• [Problem statement]
List every line below containing "pole".

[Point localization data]
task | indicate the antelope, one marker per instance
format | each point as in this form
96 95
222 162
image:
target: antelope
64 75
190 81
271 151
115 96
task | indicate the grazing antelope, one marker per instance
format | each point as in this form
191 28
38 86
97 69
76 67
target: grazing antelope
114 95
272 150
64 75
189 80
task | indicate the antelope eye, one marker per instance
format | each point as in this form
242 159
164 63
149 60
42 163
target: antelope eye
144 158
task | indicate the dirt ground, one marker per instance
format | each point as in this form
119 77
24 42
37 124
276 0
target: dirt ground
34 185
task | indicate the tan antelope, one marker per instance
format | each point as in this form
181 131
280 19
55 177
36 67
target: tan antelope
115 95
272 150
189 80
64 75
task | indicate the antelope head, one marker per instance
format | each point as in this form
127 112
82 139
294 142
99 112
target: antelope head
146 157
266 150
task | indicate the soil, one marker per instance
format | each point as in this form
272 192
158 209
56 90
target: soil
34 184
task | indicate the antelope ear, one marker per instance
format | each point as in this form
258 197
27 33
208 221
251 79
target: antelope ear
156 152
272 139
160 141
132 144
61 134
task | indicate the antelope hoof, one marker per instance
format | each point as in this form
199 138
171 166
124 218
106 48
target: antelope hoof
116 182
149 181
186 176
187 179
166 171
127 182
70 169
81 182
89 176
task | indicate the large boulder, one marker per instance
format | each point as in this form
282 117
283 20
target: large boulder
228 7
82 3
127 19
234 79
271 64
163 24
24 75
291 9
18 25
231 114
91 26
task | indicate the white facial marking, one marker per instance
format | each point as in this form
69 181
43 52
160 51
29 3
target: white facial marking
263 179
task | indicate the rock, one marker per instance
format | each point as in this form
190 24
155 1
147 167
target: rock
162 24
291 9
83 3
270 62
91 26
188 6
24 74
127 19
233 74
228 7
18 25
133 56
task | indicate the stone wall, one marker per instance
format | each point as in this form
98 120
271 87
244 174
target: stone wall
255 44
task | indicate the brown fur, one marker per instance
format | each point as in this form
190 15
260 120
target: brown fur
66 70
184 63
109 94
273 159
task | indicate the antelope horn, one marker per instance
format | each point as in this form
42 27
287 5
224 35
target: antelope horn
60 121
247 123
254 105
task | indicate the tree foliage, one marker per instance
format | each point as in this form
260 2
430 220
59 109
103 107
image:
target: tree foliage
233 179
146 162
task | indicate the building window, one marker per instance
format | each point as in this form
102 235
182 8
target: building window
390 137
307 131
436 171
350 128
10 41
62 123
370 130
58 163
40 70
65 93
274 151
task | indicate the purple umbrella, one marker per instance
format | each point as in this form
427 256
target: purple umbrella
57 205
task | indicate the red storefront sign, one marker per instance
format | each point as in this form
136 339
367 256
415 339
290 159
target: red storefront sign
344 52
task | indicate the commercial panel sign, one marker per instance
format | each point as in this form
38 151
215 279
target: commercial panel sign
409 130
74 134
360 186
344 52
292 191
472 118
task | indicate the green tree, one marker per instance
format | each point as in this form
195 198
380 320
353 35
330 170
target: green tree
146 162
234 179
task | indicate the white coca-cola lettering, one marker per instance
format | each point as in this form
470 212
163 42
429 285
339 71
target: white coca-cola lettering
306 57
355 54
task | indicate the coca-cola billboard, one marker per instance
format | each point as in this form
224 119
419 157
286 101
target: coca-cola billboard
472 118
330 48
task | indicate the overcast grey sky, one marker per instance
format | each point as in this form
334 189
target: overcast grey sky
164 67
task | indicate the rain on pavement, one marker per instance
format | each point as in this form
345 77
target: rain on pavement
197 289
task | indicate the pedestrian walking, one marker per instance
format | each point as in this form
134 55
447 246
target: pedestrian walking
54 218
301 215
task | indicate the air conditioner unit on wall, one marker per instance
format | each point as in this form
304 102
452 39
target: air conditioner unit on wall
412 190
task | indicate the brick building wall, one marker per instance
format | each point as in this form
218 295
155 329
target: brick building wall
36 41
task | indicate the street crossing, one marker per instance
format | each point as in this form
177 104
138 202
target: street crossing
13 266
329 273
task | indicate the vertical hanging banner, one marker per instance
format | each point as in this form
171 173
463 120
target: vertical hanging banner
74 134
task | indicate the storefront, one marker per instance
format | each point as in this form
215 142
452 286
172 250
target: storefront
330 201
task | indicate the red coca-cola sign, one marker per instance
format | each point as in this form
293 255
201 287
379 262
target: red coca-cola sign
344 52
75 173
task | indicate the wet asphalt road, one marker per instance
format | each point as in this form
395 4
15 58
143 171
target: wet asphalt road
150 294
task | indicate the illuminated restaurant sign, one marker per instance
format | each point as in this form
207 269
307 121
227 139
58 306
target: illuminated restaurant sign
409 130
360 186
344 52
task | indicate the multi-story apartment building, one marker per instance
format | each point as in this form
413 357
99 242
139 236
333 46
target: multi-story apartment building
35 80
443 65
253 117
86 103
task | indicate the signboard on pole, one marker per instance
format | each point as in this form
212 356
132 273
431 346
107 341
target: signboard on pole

• [Written solution]
task | indicate the signboard on pole, one marker per instance
target: signboard on pole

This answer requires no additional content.